▶ Records for the exercise
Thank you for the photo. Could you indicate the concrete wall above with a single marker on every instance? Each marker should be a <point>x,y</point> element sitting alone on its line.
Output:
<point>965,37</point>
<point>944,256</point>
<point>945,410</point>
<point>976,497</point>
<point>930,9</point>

▶ Instructions for the task
The full listing is to be written out again, exactly as shown.

▶ Output of the task
Thank you for the photo. Could you indicate the concrete wall above with a single marker on every instance? Each marker should be a <point>x,y</point> element sitting alone on its line.
Output:
<point>965,37</point>
<point>944,256</point>
<point>945,410</point>
<point>976,497</point>
<point>930,9</point>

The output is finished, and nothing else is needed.